**Registros de ubicación de puntos**
══════
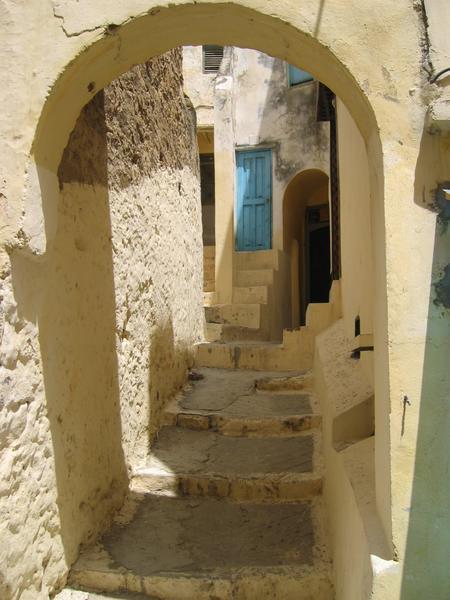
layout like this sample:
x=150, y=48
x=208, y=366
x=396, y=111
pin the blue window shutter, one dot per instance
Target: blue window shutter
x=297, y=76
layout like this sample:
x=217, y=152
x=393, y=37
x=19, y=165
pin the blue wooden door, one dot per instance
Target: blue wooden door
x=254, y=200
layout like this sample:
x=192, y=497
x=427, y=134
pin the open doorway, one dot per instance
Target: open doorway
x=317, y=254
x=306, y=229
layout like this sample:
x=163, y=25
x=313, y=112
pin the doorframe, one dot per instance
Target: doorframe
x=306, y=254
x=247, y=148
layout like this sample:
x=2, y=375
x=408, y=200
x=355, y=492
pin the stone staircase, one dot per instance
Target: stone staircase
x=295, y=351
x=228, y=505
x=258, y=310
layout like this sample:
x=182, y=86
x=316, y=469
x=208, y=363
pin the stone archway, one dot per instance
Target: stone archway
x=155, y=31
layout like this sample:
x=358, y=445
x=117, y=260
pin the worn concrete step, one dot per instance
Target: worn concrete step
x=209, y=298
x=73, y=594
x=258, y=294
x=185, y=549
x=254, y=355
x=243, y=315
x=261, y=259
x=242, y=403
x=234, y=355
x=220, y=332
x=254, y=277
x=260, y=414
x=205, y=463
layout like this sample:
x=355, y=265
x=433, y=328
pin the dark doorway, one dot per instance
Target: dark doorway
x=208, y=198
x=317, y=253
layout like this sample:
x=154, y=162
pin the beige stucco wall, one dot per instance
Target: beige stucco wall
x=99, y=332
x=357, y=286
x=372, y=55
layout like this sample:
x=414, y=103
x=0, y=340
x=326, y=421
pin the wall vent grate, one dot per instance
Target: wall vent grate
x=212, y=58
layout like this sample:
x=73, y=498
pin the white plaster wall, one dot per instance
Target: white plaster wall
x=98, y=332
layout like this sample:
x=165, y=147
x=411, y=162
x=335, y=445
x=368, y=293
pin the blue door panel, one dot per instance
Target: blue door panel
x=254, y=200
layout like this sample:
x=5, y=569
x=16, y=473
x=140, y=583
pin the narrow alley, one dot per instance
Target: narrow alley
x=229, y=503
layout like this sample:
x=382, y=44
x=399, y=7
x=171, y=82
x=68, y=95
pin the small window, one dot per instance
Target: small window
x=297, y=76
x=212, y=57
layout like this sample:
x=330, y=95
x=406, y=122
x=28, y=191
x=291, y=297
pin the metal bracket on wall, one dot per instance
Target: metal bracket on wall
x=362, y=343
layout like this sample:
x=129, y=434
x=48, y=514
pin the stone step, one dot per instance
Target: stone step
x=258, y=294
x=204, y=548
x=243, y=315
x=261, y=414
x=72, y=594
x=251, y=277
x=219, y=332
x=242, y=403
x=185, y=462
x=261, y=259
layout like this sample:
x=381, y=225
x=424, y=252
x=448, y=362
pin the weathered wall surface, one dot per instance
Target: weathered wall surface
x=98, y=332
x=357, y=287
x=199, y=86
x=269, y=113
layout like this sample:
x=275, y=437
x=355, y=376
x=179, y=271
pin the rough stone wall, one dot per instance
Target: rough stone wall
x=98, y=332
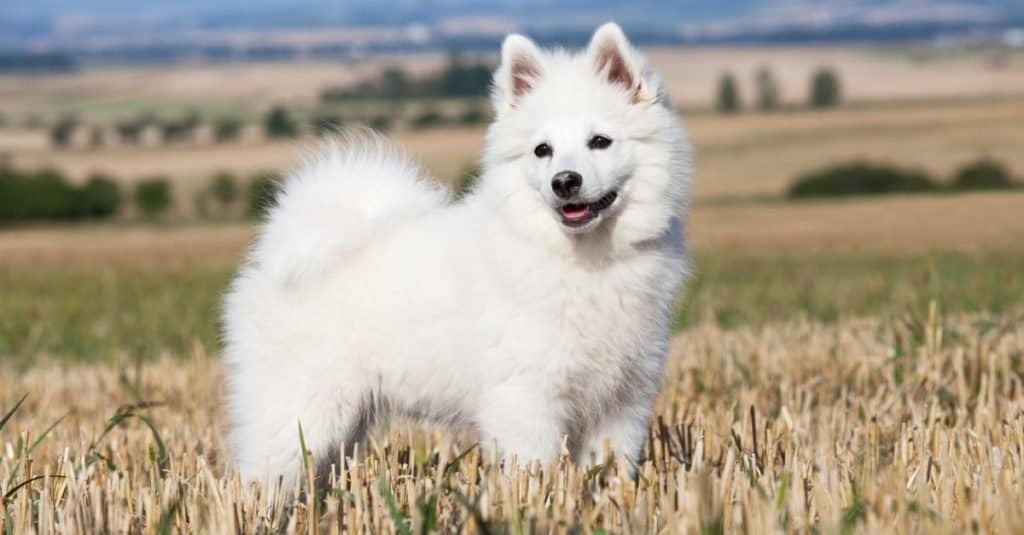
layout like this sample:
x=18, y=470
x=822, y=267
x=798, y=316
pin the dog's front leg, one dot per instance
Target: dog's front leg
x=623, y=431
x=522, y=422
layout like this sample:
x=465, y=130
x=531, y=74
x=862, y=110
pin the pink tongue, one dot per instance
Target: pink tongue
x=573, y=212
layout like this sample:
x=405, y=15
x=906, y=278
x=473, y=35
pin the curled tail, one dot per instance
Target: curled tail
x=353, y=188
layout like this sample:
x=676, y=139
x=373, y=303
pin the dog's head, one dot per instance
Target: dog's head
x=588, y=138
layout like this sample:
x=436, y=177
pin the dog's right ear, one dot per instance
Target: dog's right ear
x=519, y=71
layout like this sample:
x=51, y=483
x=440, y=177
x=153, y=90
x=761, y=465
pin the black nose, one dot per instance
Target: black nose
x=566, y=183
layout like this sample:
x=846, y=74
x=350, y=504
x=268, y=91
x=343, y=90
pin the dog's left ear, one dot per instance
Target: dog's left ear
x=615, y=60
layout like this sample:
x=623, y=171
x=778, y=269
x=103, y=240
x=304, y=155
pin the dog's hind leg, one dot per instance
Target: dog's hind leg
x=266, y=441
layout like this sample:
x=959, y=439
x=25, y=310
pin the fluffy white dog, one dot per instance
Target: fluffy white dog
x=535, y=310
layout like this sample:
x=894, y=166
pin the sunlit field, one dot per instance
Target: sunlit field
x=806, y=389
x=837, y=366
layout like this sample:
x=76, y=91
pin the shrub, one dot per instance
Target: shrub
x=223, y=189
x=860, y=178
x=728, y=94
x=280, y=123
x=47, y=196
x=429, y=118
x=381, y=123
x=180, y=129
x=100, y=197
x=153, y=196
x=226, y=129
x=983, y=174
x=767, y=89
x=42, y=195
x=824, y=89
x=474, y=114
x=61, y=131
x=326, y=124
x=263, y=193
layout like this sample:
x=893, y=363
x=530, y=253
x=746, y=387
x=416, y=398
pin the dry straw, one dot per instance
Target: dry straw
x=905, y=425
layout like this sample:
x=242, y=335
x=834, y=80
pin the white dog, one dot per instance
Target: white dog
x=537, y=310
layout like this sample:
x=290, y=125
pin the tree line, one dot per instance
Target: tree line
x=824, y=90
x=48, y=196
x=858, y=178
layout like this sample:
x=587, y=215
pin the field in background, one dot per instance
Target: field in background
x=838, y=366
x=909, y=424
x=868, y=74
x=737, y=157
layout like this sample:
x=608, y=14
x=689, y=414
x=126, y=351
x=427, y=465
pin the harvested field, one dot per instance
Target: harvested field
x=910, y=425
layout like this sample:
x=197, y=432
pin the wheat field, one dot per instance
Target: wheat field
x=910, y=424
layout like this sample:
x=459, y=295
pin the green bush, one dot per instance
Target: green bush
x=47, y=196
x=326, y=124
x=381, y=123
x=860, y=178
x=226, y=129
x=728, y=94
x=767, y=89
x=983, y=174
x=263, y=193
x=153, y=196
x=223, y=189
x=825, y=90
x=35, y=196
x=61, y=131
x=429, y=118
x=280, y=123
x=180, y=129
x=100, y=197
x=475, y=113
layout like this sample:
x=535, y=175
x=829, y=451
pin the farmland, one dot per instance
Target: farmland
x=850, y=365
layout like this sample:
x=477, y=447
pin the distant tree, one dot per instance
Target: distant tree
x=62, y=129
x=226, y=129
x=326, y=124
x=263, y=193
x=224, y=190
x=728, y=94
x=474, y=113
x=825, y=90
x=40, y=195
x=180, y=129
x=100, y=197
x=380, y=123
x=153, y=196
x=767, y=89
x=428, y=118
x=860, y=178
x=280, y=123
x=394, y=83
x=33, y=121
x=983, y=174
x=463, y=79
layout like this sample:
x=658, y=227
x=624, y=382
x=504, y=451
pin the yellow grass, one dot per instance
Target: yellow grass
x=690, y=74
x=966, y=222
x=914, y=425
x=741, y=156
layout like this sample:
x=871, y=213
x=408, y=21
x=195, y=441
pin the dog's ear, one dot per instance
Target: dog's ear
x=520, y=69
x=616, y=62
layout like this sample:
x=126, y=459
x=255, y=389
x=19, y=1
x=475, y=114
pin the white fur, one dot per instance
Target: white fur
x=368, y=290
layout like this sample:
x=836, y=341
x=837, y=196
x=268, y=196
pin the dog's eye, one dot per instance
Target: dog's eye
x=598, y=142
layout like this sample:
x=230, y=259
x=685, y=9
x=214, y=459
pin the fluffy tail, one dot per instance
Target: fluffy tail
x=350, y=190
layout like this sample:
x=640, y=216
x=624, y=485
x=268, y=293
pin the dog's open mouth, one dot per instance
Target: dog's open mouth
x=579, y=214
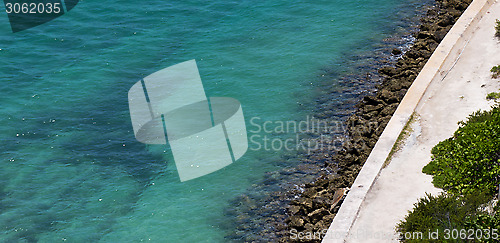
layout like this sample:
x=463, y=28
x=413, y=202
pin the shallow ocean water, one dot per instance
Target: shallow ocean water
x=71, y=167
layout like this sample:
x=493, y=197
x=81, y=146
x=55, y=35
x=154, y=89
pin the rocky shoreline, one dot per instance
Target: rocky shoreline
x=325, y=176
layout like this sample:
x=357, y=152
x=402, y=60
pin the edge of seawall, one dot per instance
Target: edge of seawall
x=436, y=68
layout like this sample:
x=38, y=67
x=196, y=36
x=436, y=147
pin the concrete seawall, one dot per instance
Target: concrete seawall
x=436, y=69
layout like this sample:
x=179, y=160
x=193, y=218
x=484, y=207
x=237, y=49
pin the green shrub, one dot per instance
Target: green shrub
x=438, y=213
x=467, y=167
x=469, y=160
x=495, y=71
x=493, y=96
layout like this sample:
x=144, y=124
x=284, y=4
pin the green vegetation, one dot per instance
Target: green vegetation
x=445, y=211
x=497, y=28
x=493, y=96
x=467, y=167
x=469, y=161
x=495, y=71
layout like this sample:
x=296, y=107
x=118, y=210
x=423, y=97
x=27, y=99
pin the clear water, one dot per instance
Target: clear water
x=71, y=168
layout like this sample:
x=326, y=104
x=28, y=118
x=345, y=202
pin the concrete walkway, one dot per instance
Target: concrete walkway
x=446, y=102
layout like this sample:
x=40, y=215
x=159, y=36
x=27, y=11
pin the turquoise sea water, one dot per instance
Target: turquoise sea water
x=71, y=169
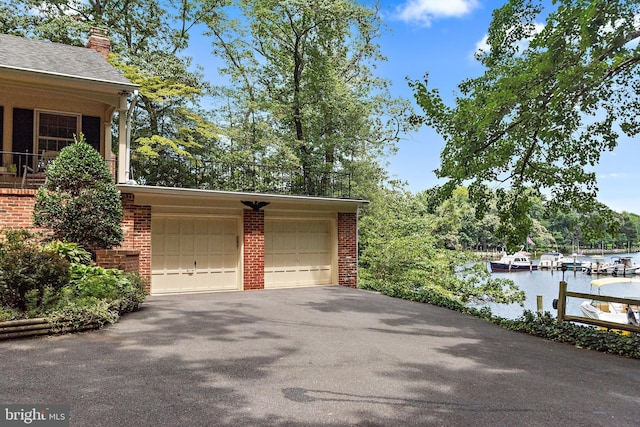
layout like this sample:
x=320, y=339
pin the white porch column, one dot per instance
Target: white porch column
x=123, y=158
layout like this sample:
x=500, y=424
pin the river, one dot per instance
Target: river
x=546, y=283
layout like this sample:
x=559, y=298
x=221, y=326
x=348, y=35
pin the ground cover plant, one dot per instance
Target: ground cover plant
══════
**OBJETIVO DE LA TAREA**
Indica el número de líneas del listado que contienen la cadena "front", teniendo en cuenta mayúsculas y minúsculas. Responde solo con ese número.

**SOLUCIÓN DESARROLLADA**
2